### Task
Copy, from the data below, every line that has "instance" in it.

### Given entries
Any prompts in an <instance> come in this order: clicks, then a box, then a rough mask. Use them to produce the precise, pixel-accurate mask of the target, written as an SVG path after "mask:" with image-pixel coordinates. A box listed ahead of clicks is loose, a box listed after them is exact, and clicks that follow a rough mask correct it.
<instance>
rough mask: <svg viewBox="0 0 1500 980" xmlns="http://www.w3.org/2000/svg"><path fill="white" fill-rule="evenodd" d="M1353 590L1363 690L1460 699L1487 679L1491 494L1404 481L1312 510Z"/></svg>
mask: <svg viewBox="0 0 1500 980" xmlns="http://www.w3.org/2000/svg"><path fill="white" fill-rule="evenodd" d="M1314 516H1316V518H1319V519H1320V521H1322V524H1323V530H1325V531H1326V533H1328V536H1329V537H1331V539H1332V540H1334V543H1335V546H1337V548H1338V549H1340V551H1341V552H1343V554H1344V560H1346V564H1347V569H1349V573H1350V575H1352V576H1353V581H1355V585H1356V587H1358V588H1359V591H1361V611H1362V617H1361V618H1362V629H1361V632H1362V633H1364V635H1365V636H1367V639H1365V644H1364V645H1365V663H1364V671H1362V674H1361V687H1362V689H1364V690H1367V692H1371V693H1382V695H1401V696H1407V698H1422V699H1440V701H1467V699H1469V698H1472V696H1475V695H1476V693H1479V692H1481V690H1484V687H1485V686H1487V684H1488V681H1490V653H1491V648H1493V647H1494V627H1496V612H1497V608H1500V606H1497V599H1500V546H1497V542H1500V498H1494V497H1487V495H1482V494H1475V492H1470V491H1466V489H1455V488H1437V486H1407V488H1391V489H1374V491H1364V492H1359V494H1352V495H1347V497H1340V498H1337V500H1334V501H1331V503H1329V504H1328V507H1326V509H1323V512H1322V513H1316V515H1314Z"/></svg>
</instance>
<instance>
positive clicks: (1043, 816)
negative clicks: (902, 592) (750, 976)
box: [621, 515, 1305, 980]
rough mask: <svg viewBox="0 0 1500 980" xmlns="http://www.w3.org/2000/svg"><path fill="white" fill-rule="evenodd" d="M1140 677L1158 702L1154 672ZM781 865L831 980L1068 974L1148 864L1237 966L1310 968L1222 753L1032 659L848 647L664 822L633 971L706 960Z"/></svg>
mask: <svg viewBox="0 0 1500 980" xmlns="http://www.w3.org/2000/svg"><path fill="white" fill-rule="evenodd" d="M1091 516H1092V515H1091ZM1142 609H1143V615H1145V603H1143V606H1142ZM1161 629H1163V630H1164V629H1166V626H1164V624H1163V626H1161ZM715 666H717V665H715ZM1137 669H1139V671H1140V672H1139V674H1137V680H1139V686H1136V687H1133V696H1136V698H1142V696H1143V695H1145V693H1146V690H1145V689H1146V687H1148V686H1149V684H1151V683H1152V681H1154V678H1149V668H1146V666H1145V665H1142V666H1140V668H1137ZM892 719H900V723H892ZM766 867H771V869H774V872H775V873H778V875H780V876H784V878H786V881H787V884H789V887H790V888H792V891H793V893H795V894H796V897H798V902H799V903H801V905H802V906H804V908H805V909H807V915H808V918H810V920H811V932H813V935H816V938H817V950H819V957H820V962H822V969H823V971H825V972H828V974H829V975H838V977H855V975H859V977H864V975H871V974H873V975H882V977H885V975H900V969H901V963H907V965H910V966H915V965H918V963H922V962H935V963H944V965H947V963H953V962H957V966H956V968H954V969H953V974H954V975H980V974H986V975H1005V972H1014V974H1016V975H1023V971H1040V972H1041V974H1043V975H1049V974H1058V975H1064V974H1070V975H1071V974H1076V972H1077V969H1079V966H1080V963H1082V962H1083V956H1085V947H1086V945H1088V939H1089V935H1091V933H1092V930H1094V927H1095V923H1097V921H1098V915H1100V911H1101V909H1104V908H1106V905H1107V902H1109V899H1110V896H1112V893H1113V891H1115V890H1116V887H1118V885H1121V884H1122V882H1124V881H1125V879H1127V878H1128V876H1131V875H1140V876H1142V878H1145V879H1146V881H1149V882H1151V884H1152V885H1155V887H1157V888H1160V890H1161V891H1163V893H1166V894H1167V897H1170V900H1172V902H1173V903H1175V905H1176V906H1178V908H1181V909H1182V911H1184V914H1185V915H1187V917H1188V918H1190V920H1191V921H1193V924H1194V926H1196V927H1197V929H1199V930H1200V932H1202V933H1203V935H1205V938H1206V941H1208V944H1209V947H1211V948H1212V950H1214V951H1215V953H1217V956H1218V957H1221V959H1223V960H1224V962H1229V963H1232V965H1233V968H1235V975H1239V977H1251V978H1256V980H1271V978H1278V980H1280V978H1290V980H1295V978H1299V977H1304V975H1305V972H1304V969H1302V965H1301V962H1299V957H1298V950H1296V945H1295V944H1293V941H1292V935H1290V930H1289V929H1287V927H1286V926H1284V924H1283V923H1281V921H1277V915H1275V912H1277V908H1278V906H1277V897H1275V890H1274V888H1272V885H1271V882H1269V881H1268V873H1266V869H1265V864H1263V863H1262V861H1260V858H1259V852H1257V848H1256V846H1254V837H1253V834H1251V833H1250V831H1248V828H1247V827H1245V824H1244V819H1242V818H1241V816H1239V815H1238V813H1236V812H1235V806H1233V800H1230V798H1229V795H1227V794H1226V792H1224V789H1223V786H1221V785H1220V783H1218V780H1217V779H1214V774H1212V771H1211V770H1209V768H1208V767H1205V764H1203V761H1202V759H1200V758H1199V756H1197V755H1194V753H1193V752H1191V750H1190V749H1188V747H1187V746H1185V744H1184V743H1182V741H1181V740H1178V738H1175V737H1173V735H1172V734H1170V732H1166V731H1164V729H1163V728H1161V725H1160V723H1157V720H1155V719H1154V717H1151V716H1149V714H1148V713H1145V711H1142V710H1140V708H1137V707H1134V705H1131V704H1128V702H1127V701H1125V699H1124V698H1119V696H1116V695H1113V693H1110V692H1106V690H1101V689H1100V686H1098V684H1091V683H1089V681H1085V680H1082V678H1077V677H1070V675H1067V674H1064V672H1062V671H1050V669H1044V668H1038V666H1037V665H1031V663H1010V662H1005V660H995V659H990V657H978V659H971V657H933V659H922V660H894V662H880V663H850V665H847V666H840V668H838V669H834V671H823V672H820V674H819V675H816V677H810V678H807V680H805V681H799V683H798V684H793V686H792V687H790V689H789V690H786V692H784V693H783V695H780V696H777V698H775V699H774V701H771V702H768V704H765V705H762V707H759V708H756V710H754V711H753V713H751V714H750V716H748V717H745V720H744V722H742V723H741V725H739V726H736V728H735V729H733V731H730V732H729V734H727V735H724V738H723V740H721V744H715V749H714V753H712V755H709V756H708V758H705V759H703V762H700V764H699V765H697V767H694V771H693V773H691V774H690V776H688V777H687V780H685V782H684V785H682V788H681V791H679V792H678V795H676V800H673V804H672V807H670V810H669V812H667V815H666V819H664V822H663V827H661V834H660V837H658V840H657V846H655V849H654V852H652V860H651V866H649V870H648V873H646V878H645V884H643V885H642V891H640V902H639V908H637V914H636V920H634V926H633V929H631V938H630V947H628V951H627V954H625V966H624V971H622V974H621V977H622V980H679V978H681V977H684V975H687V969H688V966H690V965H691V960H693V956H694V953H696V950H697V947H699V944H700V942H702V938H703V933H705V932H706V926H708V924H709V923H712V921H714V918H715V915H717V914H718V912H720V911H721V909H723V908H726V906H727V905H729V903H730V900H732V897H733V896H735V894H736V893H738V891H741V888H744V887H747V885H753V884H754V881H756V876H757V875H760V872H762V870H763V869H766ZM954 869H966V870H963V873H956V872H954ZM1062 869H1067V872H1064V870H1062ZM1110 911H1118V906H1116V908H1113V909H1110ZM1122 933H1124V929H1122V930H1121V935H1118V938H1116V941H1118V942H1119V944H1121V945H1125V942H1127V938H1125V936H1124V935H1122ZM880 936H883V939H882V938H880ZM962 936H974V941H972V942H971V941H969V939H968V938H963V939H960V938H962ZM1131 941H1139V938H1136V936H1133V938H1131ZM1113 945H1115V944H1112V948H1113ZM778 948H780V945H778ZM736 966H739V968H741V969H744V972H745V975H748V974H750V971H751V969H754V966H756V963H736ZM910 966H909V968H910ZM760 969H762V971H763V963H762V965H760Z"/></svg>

### Written response
Any prompts in an <instance> come in this order: clicks, then a box, then a rough mask. Use them to produce the precise, pixel-accurate mask of the target, written as an SVG path after "mask:" with image-pixel coordinates. A box listed ahead of clicks is loose, a box listed after them is exact, and clicks that follow a rough mask correct it.
<instance>
</instance>
<instance>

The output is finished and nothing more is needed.